What you are asked to do:
Rescale the rows starting with the line containing "If you could locate the woman's arm" and going on through the end of the rows. Reproduce every request line and multiply each answer coordinate by 1.45, rounding to whole numbers with halves rounded up. Leave out the picture lines and give only these rows.

(Object position labeling entries)
============================================================

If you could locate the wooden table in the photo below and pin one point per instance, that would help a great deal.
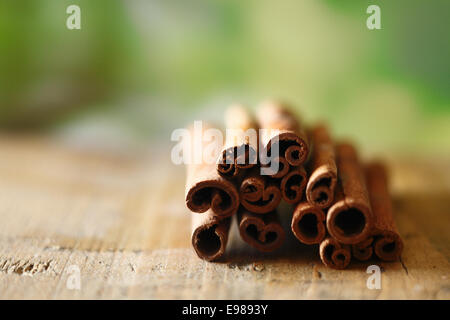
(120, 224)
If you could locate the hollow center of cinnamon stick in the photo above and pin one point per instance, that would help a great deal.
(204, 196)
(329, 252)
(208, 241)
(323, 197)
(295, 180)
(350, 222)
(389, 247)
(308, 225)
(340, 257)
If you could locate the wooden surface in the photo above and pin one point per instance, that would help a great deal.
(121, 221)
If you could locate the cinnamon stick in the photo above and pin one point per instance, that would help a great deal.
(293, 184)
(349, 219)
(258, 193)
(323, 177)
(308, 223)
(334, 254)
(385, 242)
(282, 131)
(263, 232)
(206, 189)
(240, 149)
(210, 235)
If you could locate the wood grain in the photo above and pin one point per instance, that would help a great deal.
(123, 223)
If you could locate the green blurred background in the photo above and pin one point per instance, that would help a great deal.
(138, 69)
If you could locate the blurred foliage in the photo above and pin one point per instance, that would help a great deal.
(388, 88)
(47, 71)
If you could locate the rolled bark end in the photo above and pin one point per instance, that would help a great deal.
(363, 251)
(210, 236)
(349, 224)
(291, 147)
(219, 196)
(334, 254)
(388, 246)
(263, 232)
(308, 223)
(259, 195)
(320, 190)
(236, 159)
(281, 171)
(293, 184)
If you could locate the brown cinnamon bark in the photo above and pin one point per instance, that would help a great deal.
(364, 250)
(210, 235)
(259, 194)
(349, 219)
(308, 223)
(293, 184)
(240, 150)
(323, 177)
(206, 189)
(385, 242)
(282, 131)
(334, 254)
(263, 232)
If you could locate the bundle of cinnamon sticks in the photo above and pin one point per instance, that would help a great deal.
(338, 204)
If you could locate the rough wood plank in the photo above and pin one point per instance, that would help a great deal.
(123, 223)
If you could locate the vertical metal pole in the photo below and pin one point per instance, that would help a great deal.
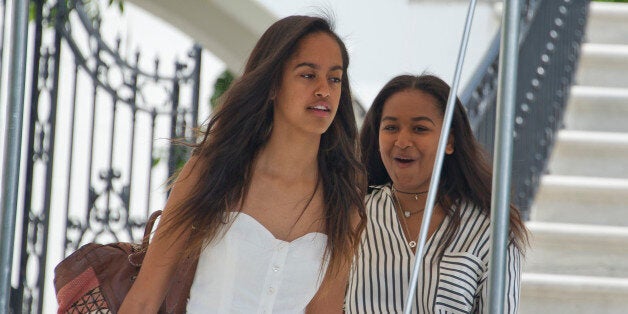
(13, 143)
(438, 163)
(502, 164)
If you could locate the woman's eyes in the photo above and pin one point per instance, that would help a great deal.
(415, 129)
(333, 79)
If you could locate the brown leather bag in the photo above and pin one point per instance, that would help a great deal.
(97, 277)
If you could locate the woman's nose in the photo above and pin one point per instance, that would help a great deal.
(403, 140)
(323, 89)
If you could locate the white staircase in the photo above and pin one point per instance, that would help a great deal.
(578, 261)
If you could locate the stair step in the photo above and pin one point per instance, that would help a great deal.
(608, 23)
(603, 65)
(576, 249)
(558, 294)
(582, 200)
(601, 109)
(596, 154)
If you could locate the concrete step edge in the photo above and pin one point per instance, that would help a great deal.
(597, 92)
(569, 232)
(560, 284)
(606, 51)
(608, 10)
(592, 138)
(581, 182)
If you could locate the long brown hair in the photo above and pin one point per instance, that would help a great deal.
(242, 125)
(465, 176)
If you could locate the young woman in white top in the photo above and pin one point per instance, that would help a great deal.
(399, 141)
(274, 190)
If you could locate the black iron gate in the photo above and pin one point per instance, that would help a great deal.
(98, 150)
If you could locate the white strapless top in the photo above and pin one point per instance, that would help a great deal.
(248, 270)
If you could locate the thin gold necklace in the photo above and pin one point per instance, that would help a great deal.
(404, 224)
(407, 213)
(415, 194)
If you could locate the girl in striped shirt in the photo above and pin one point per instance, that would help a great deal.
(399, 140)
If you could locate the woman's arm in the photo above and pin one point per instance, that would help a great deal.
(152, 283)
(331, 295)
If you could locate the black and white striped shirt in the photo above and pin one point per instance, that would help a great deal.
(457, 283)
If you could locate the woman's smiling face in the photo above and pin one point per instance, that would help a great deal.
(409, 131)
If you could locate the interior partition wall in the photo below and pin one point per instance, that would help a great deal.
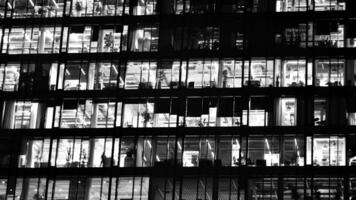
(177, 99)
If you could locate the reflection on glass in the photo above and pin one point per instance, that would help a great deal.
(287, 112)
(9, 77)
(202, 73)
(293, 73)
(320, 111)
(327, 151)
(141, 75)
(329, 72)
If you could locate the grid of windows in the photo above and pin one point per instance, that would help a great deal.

============================================================

Task answer:
If you could locate the woman's arm in the photo above and pin one point per instance, that would help a great deal.
(220, 410)
(480, 428)
If you could locate the black and white striped shirt in the photo above and pin one point per instance, that would help a great deal.
(663, 410)
If you could locate the woman's smiling face in the photo above and pin one point per instance, that would help a great deal.
(593, 190)
If you could locate the interior partition wall in the photo below and pin one point per instance, that would help a great deal.
(257, 144)
If you could locate the reflection on glass in the photo above and pin one point per instance, that would help a great deal.
(416, 162)
(13, 112)
(293, 106)
(425, 106)
(464, 161)
(474, 219)
(204, 109)
(477, 104)
If you could locate the grid of windows in the photo above and pin one point per instance, that would help a great deal.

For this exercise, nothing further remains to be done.